* Job
Copy the stretch of lines from the one containing "target | black backpack" through the end of the lines, offsetting each coordinate in the points by 34. Keep every other line as it stands, and leave the pictures out.

[Entries from a point annotation set]

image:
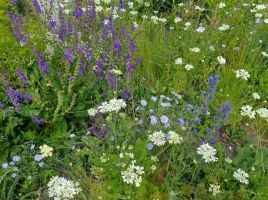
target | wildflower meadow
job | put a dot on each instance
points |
(133, 99)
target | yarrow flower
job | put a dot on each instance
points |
(247, 111)
(59, 188)
(114, 105)
(132, 175)
(242, 74)
(174, 138)
(208, 153)
(215, 189)
(241, 176)
(46, 150)
(157, 138)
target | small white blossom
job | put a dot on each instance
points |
(59, 188)
(241, 176)
(208, 153)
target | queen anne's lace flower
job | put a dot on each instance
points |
(59, 188)
(208, 153)
(114, 105)
(158, 138)
(241, 176)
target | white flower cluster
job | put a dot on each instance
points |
(174, 138)
(215, 189)
(132, 175)
(158, 138)
(46, 150)
(59, 188)
(247, 111)
(114, 105)
(241, 73)
(208, 153)
(241, 176)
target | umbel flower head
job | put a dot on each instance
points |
(208, 153)
(59, 188)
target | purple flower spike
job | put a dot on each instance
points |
(37, 5)
(68, 55)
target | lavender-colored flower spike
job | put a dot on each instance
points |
(37, 5)
(68, 55)
(42, 63)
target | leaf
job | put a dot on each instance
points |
(60, 129)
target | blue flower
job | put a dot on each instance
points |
(16, 158)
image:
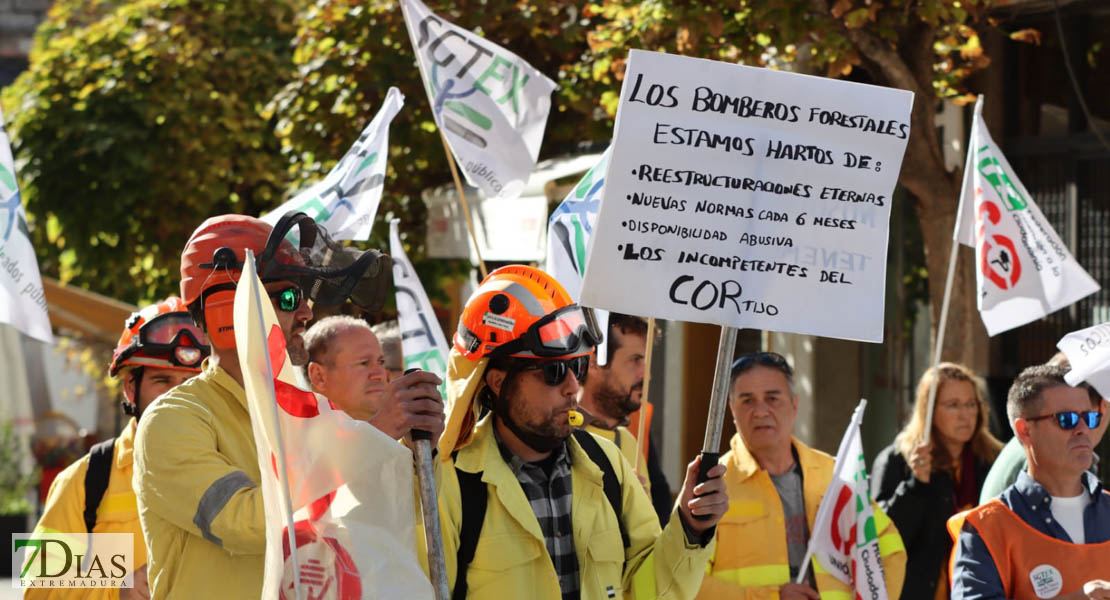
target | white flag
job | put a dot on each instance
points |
(490, 103)
(1022, 270)
(347, 486)
(1088, 351)
(569, 234)
(22, 302)
(345, 202)
(422, 339)
(845, 540)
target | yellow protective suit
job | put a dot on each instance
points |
(752, 559)
(197, 480)
(117, 514)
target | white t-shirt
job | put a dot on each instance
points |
(1069, 514)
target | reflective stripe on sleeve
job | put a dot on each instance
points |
(213, 500)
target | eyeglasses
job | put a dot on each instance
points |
(555, 370)
(1069, 419)
(288, 298)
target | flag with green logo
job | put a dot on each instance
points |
(22, 302)
(422, 339)
(345, 202)
(1022, 270)
(490, 104)
(845, 541)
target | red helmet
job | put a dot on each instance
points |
(161, 335)
(521, 311)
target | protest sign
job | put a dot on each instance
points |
(345, 202)
(1022, 270)
(748, 197)
(22, 301)
(422, 339)
(491, 105)
(1088, 352)
(345, 484)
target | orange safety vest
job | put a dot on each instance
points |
(1030, 563)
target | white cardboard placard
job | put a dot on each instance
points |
(748, 197)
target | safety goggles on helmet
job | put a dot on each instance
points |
(1069, 419)
(331, 273)
(555, 369)
(168, 338)
(566, 332)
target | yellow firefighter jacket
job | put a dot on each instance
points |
(197, 479)
(752, 559)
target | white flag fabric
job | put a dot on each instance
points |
(422, 339)
(22, 302)
(1022, 270)
(345, 202)
(490, 103)
(845, 539)
(569, 234)
(1088, 351)
(350, 487)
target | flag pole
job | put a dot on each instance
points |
(941, 325)
(857, 418)
(641, 438)
(462, 200)
(710, 448)
(290, 525)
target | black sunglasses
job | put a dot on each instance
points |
(288, 298)
(1069, 419)
(555, 370)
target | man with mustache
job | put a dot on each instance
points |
(531, 507)
(615, 390)
(1048, 535)
(347, 365)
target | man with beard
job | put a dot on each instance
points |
(613, 392)
(531, 507)
(195, 463)
(347, 364)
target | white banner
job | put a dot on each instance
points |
(748, 197)
(345, 202)
(845, 540)
(490, 103)
(1022, 270)
(346, 484)
(422, 339)
(1088, 351)
(22, 302)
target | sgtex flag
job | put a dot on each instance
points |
(345, 202)
(349, 485)
(22, 303)
(1088, 352)
(1022, 270)
(491, 105)
(846, 540)
(422, 341)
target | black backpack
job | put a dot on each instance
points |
(474, 495)
(96, 479)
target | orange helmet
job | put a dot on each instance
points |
(521, 311)
(161, 335)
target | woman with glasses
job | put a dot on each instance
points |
(920, 485)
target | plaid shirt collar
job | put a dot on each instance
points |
(547, 486)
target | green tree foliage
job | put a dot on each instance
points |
(135, 121)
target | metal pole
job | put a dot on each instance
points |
(710, 449)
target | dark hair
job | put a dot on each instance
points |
(769, 359)
(1026, 393)
(628, 325)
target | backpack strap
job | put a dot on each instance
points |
(96, 479)
(474, 495)
(609, 481)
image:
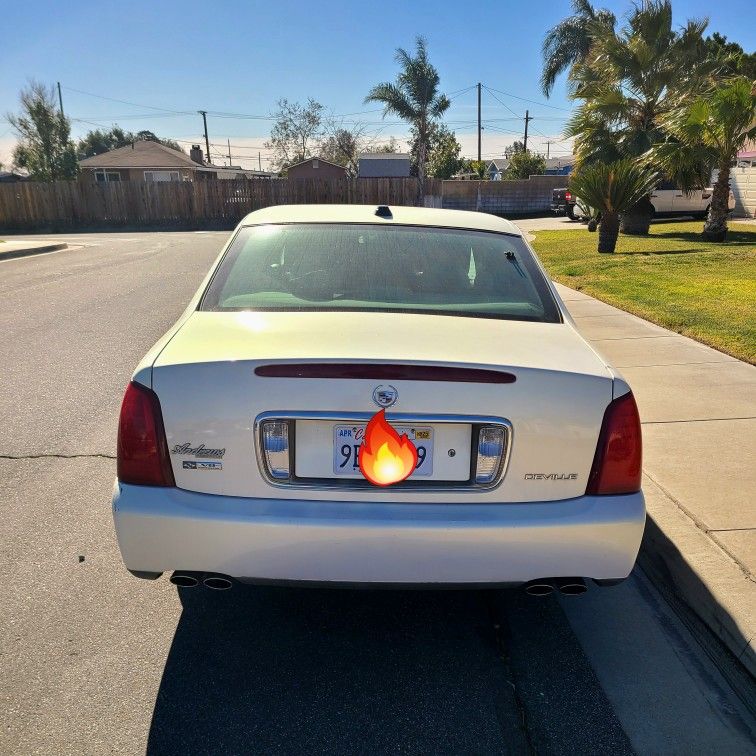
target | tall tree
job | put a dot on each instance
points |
(569, 42)
(414, 97)
(44, 148)
(296, 129)
(718, 124)
(734, 60)
(626, 85)
(611, 189)
(342, 148)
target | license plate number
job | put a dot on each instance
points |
(347, 440)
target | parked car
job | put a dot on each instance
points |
(666, 199)
(245, 431)
(563, 202)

* Task response
target | black backpack
job | put a dot on each instance
points |
(508, 529)
(130, 513)
target | orange helmet
job | put a dot on each instance
points |
(555, 345)
(195, 369)
target | woman with glasses
job | put a dot on each instance
points |
(954, 519)
target | plaid shirt collar
job | put a dot on each instance
points |
(581, 520)
target | green tree foliage
job | put a dot on each instance
points |
(169, 155)
target | metal pole
job | put a dot on each instance
points |
(744, 483)
target | dark hair
job | put a dot on each instance
points |
(803, 393)
(1060, 427)
(662, 359)
target | backpack strap
job | put a dot on each instance
points |
(130, 513)
(508, 529)
(643, 515)
image:
target | tall tree
job | put a dot on each instance
points |
(603, 76)
(448, 131)
(78, 182)
(330, 163)
(752, 158)
(768, 94)
(660, 119)
(645, 223)
(376, 182)
target | license plate number
job | put a dot on each instance
points |
(381, 474)
target | parked car
job | put a dot on each instance
points |
(700, 233)
(279, 465)
(597, 236)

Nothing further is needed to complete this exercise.